▶ **EXERCISE PROMPT**: Render the listing below as a Markdown table with the columns "No." and "Text", giving each line its row number and skipping blank lines. Leave the pictures out of the table.
══════════
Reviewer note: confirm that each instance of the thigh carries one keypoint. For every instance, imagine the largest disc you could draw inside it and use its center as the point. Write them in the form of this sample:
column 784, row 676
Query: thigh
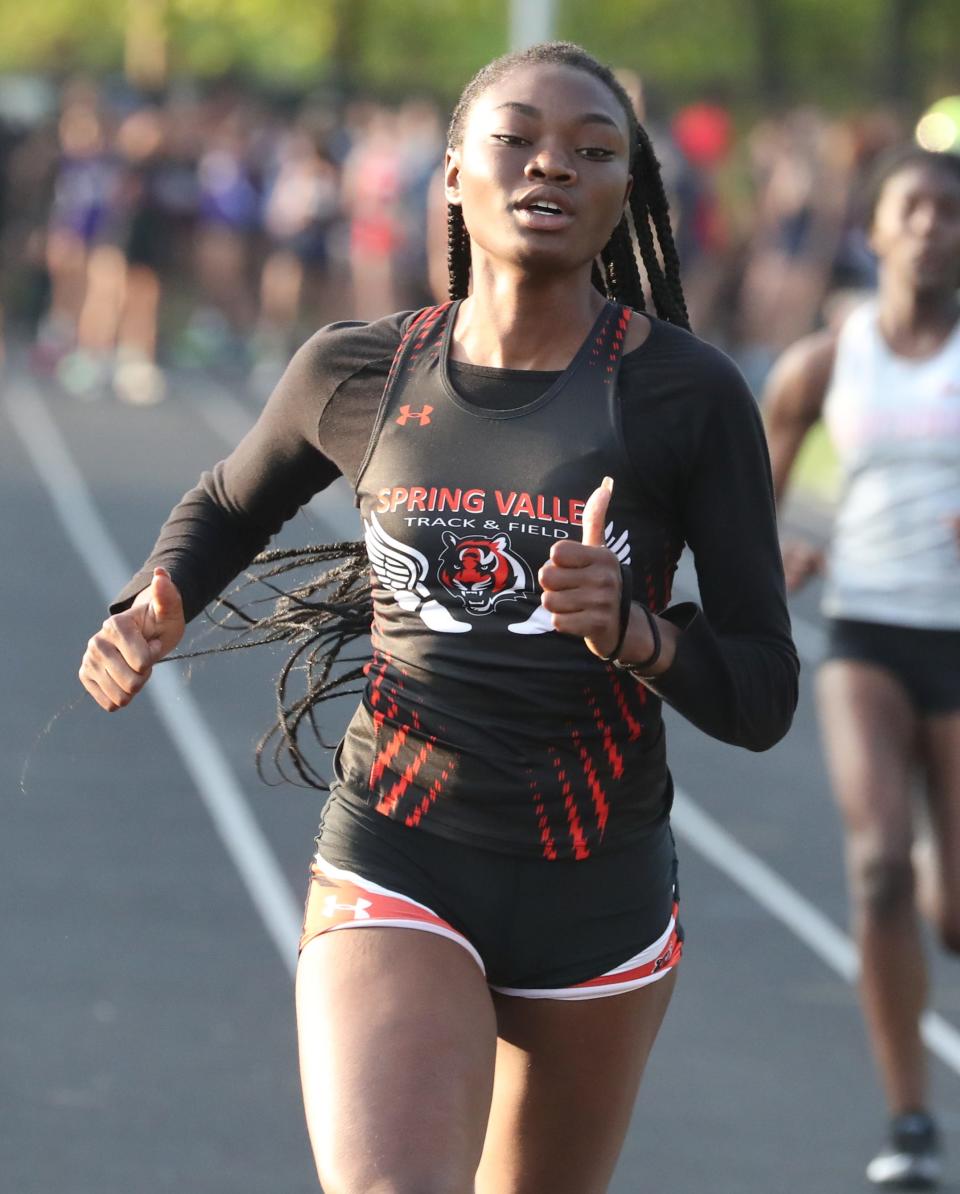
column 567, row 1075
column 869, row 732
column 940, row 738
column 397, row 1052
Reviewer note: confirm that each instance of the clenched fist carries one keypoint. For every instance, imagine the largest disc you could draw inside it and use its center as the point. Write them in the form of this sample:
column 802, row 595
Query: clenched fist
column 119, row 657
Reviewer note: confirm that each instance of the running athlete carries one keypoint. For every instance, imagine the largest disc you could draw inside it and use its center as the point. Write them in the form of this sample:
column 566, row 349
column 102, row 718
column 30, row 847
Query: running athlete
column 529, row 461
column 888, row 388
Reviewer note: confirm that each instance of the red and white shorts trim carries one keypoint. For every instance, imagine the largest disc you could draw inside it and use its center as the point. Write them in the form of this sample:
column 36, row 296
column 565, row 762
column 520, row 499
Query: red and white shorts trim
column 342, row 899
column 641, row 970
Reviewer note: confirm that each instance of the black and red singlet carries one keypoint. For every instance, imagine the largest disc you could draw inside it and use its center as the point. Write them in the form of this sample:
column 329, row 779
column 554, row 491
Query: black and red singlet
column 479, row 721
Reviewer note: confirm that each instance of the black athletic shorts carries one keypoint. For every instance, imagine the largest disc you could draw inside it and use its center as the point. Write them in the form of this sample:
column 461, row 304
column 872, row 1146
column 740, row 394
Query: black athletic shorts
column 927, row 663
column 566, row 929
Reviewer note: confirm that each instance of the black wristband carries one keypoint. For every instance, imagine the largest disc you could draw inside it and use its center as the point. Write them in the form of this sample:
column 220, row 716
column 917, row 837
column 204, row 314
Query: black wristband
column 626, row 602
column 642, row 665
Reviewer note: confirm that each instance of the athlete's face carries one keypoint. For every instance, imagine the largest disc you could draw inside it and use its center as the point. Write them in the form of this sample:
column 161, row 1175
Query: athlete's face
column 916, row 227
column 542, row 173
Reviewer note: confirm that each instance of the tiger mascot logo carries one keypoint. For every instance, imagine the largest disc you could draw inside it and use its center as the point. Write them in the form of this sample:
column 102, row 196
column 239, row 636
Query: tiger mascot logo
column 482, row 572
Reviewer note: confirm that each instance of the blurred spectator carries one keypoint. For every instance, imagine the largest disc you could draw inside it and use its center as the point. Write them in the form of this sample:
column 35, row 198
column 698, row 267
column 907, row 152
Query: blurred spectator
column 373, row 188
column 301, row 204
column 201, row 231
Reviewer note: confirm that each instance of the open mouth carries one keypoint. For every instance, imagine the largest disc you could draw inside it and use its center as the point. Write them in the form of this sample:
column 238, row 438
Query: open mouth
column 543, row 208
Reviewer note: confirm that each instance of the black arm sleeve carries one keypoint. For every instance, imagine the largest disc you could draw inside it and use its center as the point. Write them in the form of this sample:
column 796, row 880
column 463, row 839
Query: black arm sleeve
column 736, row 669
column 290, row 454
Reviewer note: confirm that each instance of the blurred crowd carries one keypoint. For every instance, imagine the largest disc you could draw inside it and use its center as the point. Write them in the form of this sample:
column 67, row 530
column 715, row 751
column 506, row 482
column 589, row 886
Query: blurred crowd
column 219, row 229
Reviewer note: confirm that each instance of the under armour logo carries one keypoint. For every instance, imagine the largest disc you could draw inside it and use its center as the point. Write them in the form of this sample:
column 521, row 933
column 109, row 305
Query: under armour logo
══════════
▶ **OUTPUT FOR THIS EXERCISE**:
| No. | Text |
|---|---|
| 1 | Reviewer note: confirm that each instance of the thigh carries one keypoint. For every instance, imagine the largest disc you could draw inside it and use its center as the point. Write them in the form of this sample: |
| 2 | column 784, row 676 |
| 3 | Query: thigh |
| 4 | column 567, row 1075 |
| 5 | column 869, row 732 |
| 6 | column 940, row 738 |
| 7 | column 397, row 1052 |
| 8 | Reviewer note: confirm that each instance of the clenched fist carries one keypoint. For every instance, imagine the largest disc you could draw inside it and use its center as the point. Write them in the form of this sample: |
| 9 | column 802, row 595 |
| 10 | Query: clenched fist |
| 11 | column 119, row 657 |
| 12 | Reviewer note: confirm that each instance of the running athlete carries one keypoint. For every instance, imagine the largest disc you could draw inside it and use its center as the point. Write them in the form of this sample: |
| 13 | column 566, row 349 |
| 14 | column 102, row 718 |
| 15 | column 30, row 847 |
| 16 | Query: running athlete |
| 17 | column 529, row 461 |
| 18 | column 888, row 388 |
| 19 | Reviewer note: confirm that each instance of the red and white shorts trim carries one keypoint. For every instance, imagine the largest disc you could draw inside it and use its center as the point. Write them in the form of this sample: |
| 20 | column 36, row 296 |
| 21 | column 565, row 762 |
| 22 | column 520, row 499 |
| 23 | Query: red and white shorts trim |
| 24 | column 342, row 899 |
| 25 | column 641, row 970 |
| 26 | Reviewer note: confirm that each instance of the black and red singlet carries one keypoint. For every instance, imagine the largest disc you could draw inside it and use its center as the point. Write them in the form of this sample: |
| 27 | column 329, row 779 |
| 28 | column 554, row 491 |
| 29 | Query: black and red singlet |
| 30 | column 479, row 721 |
| 31 | Reviewer note: confirm that each instance of the black athletic shorts carries one keypoint. For every instance, imagine the largest disc you could draw inside it and use its center as the point. Write them in the form of this sample: |
| 32 | column 461, row 304 |
| 33 | column 872, row 1146 |
| 34 | column 740, row 394 |
| 35 | Query: black athletic shorts |
| 36 | column 927, row 663 |
| 37 | column 566, row 929 |
| 38 | Reviewer note: confirm that each instance of the black wristband carries one keypoint. For every instance, imagine the largest disc you could draw inside it and use its center as the point. Write them in the form of this sample: |
| 39 | column 220, row 716 |
| 40 | column 917, row 837 |
| 41 | column 204, row 314 |
| 42 | Query: black wristband |
| 43 | column 626, row 602 |
| 44 | column 642, row 665 |
| 45 | Reviewer note: confirm that each instance of the athlete's face carries one keypoint. For every instance, imagine the largest disc you could draw inside it and use its center as the point. Write them in the form of this sample: |
| 46 | column 161, row 1175 |
| 47 | Query: athlete's face |
| 48 | column 916, row 227 |
| 49 | column 542, row 173 |
| 50 | Reviewer note: confirm that each instance of the tiger mascot logo carries one keypoint. For every instance, imagine the largest disc you could draw inside it and use its center as the point. Write them in the form of this sample: |
| 51 | column 102, row 196 |
| 52 | column 239, row 636 |
| 53 | Query: tiger mascot logo |
| 54 | column 482, row 572 |
| 55 | Reviewer note: confirm that each instance of the blurred spectator carries one keypoint. For every instance, imagine the largest disc you could draw inside it and use its center as the point. Write them in the form of this sample: |
| 56 | column 35, row 198 |
| 57 | column 698, row 267 |
| 58 | column 907, row 152 |
| 59 | Query: blurred spectator |
| 60 | column 373, row 188 |
| 61 | column 301, row 204 |
| 62 | column 201, row 231 |
| 63 | Reviewer note: confirm that each instance of the open mouth carries one keypoint. For every instance, imagine the largest disc you could draw inside it and use its center as the point. Write them in the form of this sample: |
| 64 | column 238, row 438 |
| 65 | Query: open mouth |
| 66 | column 543, row 208 |
| 67 | Reviewer note: confirm that each instance of the black arm sleeve carries one keypoint. For every instance, imagine the largest disc you could draw inside it and use its center as the point. Write them in the form of this sample: |
| 68 | column 796, row 880 |
| 69 | column 463, row 839 |
| 70 | Query: black arm sleeve |
| 71 | column 736, row 669 |
| 72 | column 290, row 454 |
| 73 | Reviewer note: confirm that each instance of the blurred crowd carries one keypoint. For every instance, imagine the largest disc you could draw inside it and use its center as the point. Write them in the form of this sample: |
| 74 | column 67, row 530 |
| 75 | column 715, row 751 |
| 76 | column 506, row 482 |
| 77 | column 589, row 886 |
| 78 | Query: blurred crowd |
| 79 | column 219, row 229 |
| 80 | Reviewer note: confirm that each instance of the under armour logo carries one keypoint. For every instance, imagine the largest disc you could draw inside it and use its center as the point. Write them in the form of this sample: |
| 81 | column 521, row 933 |
| 82 | column 109, row 305 |
| 83 | Query: under armour logo |